**Work item:** Of all the lines below, return only those starting with the line holding "Our designer has requested the exact region of the green" and going on through the line holding "Our designer has requested the exact region of the neighbouring", exactly as written.

-------- Information --------

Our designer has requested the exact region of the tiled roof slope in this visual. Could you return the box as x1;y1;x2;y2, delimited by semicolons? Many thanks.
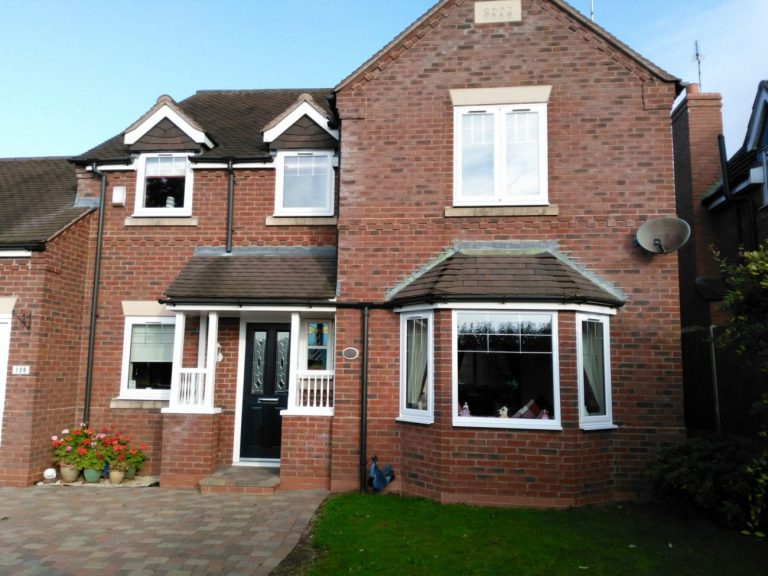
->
389;251;624;307
163;248;337;304
0;158;90;248
73;89;333;163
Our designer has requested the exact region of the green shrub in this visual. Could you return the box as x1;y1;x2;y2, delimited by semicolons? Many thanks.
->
648;436;764;531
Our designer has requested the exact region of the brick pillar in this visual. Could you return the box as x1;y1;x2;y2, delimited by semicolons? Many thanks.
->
159;413;220;489
672;83;724;328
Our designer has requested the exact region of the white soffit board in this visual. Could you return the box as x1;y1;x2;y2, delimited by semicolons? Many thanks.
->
121;300;174;317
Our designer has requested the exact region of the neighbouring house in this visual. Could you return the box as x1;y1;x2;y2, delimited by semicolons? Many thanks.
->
1;0;687;506
673;81;768;436
0;158;93;486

--------

**Task result:**
Our designer has requested the exact region of the green shrub in this visual. Could you return the box as x1;y1;x2;y2, delimited by semicolons? Many thanks.
->
648;436;764;531
Our designer has requested the exact region of the brick pillar in this visual. Could you return the box as x1;y1;x2;y2, delimited by semicolons? Many thanks.
->
159;413;220;489
672;83;724;328
Our designer has requested the exact region of the white soffit board in this visual. Could you return the box as x1;y1;x2;y2, delimited by semicolons? Many thanks.
->
121;300;174;317
Our designer has requested the exact region of the neighbouring house in this visual. Could you return the box as x1;y1;x2;y2, delimited by semicolons? Many thanks.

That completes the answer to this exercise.